[start DATA SHOWN]

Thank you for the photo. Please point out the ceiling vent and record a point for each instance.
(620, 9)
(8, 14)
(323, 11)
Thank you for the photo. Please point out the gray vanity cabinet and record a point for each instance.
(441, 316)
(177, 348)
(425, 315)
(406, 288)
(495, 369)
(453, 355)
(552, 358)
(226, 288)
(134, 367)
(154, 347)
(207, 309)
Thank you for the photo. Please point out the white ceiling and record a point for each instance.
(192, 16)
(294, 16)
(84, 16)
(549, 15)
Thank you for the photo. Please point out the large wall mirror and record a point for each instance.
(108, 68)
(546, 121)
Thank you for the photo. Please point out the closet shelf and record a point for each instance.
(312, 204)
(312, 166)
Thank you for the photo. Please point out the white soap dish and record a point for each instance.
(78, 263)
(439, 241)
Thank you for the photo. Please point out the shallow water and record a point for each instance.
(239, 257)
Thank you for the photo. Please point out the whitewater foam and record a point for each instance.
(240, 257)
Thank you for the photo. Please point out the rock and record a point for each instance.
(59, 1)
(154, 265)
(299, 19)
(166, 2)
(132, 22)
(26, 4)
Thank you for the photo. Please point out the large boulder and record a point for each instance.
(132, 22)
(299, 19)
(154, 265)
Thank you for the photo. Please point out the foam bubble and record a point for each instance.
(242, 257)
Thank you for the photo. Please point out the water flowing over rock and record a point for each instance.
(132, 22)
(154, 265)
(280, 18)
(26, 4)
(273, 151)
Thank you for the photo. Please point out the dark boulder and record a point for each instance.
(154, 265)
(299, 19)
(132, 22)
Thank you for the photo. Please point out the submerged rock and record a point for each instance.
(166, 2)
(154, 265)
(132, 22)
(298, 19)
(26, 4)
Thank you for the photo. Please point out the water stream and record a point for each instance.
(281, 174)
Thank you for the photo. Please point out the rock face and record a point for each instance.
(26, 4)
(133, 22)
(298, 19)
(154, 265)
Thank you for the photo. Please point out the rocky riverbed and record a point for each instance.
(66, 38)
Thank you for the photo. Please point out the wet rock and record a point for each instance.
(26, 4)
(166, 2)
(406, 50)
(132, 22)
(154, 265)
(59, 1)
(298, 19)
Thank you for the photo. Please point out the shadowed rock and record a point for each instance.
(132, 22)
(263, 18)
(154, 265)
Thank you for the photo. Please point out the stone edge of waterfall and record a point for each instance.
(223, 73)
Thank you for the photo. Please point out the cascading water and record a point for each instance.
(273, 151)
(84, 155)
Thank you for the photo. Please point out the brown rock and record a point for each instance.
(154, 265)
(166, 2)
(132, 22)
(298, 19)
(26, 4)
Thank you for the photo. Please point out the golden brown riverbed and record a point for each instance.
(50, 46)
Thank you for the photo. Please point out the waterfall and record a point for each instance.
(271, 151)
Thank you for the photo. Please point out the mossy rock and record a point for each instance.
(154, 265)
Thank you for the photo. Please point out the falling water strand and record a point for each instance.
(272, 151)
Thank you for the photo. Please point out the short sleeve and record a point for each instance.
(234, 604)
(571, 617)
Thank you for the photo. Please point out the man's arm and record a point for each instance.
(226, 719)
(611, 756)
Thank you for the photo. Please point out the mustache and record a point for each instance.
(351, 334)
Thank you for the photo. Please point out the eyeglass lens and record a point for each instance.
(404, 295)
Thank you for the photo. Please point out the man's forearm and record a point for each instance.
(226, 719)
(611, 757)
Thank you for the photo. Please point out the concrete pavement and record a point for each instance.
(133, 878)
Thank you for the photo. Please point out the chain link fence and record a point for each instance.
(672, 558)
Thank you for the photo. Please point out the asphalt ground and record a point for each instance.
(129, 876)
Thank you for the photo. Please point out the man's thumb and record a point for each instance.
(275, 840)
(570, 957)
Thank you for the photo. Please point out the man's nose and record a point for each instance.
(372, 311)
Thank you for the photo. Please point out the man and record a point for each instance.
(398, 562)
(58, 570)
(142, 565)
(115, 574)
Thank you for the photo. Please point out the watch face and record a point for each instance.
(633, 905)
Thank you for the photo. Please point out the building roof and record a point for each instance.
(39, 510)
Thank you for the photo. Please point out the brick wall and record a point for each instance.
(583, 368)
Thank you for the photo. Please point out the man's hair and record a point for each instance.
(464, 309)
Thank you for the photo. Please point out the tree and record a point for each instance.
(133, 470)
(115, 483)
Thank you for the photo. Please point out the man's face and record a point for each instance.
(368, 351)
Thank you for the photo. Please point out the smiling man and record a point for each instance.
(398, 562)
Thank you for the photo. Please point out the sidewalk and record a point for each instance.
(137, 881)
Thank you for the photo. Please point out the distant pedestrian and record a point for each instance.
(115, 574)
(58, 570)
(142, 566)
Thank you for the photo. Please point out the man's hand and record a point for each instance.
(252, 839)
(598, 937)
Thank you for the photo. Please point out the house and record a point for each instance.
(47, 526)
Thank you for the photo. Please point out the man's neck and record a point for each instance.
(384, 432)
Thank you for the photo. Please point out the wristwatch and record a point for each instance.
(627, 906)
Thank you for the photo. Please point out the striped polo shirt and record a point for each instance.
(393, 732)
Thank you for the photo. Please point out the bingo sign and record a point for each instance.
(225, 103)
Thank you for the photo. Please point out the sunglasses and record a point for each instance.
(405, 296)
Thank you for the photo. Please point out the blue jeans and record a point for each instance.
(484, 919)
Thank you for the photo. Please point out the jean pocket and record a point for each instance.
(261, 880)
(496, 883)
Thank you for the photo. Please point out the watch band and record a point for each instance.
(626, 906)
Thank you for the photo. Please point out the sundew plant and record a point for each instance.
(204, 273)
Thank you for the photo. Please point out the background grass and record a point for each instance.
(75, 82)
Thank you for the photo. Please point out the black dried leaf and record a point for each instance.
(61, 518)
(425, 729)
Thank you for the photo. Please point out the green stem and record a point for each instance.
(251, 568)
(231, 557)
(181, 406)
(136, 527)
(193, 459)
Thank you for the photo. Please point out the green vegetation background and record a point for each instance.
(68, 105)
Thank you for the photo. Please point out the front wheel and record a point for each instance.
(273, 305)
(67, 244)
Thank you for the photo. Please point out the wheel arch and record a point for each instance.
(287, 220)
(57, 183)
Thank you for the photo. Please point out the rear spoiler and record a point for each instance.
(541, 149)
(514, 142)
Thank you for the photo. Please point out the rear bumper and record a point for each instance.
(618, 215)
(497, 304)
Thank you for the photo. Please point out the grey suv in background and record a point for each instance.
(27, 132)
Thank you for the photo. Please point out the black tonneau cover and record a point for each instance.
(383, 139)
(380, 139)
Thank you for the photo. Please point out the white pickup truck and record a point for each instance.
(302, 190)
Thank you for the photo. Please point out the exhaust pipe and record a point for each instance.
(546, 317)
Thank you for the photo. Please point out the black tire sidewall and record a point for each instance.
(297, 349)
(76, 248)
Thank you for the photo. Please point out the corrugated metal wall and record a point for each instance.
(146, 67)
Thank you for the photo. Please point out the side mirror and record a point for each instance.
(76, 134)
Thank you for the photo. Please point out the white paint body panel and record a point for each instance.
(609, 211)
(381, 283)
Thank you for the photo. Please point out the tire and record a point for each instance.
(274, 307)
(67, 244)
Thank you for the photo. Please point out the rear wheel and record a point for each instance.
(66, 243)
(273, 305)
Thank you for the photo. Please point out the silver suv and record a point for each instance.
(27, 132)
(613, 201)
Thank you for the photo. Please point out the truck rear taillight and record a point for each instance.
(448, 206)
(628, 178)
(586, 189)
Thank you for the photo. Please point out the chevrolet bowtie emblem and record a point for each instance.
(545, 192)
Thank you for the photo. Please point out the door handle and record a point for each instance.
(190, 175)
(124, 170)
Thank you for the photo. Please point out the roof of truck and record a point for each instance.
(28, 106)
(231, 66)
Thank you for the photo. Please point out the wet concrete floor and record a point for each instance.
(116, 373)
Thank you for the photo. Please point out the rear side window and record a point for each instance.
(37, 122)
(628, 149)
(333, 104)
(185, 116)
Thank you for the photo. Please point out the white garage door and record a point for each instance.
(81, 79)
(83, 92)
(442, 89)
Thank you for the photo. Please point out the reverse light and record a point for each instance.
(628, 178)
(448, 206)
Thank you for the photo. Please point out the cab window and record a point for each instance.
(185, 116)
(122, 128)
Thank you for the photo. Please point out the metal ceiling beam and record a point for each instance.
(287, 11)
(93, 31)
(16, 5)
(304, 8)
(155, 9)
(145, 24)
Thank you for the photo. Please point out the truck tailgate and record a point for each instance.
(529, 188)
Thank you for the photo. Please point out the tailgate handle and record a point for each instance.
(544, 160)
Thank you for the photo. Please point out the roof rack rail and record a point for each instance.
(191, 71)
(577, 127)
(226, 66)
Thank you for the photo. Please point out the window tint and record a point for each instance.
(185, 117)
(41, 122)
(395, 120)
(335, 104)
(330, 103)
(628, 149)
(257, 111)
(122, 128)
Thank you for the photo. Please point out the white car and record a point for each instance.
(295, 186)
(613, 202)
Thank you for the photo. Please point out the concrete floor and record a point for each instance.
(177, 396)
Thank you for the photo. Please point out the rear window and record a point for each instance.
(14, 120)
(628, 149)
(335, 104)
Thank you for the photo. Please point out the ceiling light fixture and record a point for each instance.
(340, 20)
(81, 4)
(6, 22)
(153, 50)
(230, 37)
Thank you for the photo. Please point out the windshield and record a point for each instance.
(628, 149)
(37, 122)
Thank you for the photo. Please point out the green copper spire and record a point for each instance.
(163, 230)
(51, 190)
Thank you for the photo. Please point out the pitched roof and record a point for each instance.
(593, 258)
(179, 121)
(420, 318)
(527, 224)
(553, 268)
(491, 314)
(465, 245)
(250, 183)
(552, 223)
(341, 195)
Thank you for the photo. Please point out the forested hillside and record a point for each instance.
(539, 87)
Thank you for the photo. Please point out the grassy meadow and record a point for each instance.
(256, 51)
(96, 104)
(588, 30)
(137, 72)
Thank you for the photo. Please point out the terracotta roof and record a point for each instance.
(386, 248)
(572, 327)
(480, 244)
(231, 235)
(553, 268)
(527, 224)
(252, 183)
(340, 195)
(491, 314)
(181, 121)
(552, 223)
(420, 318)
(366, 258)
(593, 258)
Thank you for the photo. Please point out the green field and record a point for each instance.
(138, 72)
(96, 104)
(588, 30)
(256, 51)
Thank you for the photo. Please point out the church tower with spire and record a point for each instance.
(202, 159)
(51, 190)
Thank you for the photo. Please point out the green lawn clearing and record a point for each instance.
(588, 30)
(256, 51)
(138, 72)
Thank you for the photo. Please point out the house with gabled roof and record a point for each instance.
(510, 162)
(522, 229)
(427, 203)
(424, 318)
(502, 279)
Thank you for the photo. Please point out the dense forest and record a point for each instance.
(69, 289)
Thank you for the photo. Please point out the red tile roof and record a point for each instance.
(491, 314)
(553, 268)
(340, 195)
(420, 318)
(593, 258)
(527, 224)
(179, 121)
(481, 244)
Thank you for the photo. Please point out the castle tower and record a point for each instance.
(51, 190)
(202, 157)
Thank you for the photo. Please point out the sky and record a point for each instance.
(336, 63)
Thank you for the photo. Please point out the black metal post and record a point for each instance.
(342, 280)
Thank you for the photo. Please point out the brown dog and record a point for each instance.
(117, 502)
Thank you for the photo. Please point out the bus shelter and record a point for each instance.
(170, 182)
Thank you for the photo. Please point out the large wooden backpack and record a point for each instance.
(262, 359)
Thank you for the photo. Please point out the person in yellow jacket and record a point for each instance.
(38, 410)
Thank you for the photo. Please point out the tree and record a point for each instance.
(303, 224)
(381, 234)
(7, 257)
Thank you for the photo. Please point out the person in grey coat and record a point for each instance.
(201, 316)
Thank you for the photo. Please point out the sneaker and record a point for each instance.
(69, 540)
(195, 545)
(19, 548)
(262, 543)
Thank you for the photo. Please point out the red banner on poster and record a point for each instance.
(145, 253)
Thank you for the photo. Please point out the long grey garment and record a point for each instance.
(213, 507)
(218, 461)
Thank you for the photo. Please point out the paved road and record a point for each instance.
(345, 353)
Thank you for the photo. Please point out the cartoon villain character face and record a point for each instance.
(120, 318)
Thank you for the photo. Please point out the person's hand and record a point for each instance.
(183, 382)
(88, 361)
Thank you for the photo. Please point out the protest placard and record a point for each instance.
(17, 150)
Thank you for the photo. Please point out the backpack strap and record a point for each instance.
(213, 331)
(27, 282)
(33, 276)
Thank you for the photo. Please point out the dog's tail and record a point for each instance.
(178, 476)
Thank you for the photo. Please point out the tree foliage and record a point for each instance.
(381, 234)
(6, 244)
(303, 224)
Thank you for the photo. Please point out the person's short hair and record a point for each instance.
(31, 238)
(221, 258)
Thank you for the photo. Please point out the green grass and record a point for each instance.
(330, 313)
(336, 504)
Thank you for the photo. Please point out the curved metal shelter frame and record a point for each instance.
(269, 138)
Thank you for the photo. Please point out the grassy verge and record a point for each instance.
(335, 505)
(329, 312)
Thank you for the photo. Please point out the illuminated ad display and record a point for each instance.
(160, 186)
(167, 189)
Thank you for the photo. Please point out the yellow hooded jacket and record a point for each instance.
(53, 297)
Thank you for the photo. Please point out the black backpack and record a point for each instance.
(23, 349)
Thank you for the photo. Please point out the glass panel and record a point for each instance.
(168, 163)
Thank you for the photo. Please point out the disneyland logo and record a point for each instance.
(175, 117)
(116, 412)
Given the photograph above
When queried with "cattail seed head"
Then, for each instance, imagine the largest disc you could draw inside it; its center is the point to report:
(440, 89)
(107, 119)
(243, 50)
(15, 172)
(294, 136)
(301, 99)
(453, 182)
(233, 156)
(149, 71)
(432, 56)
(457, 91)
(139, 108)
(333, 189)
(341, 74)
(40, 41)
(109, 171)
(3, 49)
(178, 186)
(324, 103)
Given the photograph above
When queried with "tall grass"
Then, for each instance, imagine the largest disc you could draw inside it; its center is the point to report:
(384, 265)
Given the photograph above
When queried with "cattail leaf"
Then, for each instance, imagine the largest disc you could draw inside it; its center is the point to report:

[end DATA SHOWN]

◆ AIM ◆
Only the lines from the one containing "Thank you for the photo. Please point out the yellow" through the end of the entries above belong in the answer; repeat them exactly.

◆ COMPLETED TASK ◆
Thank you for the photo. Please point out the yellow hooded jacket and record a point for each instance.
(53, 297)
Thank you for the photo. Please point out the black backpack and record a point for each instance.
(23, 349)
Thank you for the photo. Please point out the glass panel and record a point for each instance.
(168, 163)
Thank you for the photo. Please point out the disneyland logo and record a point for each instance.
(175, 117)
(116, 412)
Given the photograph above
When queried with "cattail seed head"
Then, for each instance, imagine the largest disc you could draw inside it; its center is the point to report:
(440, 89)
(107, 119)
(243, 50)
(15, 172)
(294, 136)
(301, 99)
(453, 182)
(233, 156)
(149, 71)
(432, 56)
(457, 91)
(139, 108)
(333, 189)
(341, 74)
(40, 41)
(109, 171)
(3, 49)
(178, 186)
(324, 103)
Given the photograph above
When queried with "tall grass"
Then, for each instance, imagine the largest disc you could draw inside it; its center is the point to report:
(384, 265)
Given the photograph above
When queried with "cattail leaf"
Then, for each instance, imagine the largest disc you could draw inside it; its center is the point to report:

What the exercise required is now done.